-- Start Excerpt to read --

# Tax problems



## roopsingh60 (Aug 12, 2012)

BigFella said:


> I am an Australia citizen who has been living/working in the U.S. as an expatriate under an L1-A visa since September 2008. Just recently, my company has asked me to locaize to US payroll. As an expatriate, I have been living in rented accomodation in Phoenix, funded by my company. Contractually, my company has been handling all US taxes up until now and I have been paying Australian taxes using a "hypothetical tax" approach to handling my tax situation (i.e. I'm taxed as if I was still living in Australia).
> 
> However, to "localize" to the U.S. I need to sell my home in Australia (which is still my "principle place of residence"). The house was purchased in 1999 for $456,000 and had about $400,000 of improvements in 2000. Indications are it will sell for around $1.4m. Do we need to pay capital gains tax to the US IRS on the sale of my principle place of residence in Australia ?
> 
> ...



Hi DA,
I facing exactly same situation, I am Australian living in CA since 2007, did you find any good CPA? , please let me know

thanks mate
roop


----------



## AussieAdventurer (10 mo ago)

Hi everyone, finding this post a decade later. Keen to find contact information for that Ca company - they sound very good. (Living in US for 25 years, but need to complete a filing with ATO).

-- End Excerpt to read --
-- Start Given data --

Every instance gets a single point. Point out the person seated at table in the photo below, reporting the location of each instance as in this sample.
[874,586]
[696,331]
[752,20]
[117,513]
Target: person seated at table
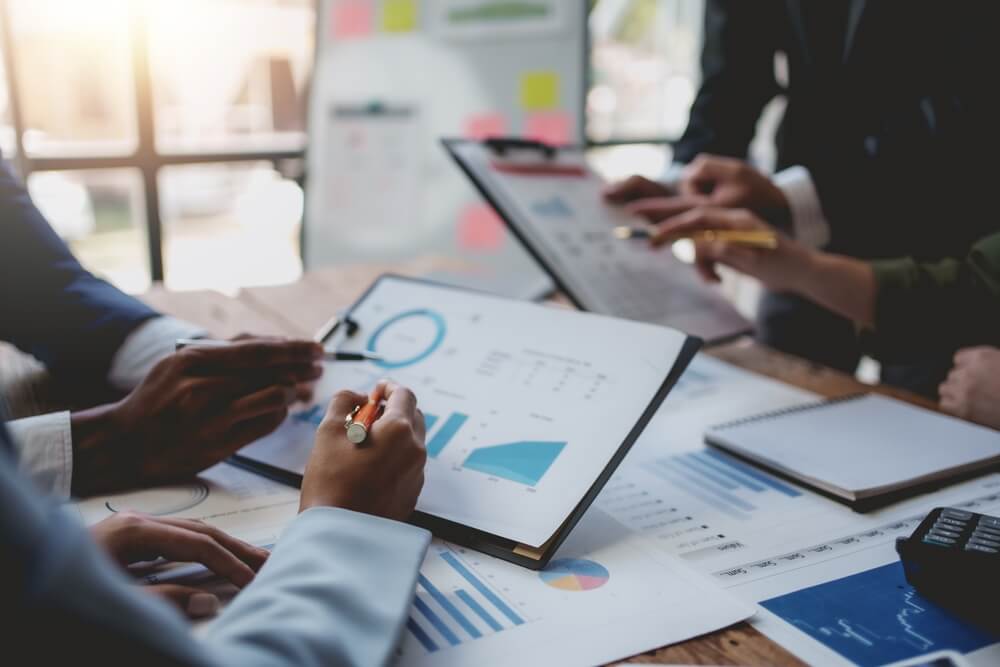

-- End Given data --

--- Stated problem A ---
Copy out the part of the tax problems thread that starts with the words "thanks mate" and ends after "filing with ATO).".
--- Stated problem B ---
In the tax problems thread, about how much is the house in Australia expected to sell for?
--- Stated problem C ---
List every dollar amount given in the tax problems thread.

--- Task response A ---
thanks mate
roop


----------



## AussieAdventurer (10 mo ago)

Hi everyone, finding this post a decade later. Keen to find contact information for that Ca company - they sound very good. (Living in US for 25 years, but need to complete a filing with ATO).

--- Task response B ---
Around $1.4m.

--- Task response C ---
$456,000
$400,000
$1.4m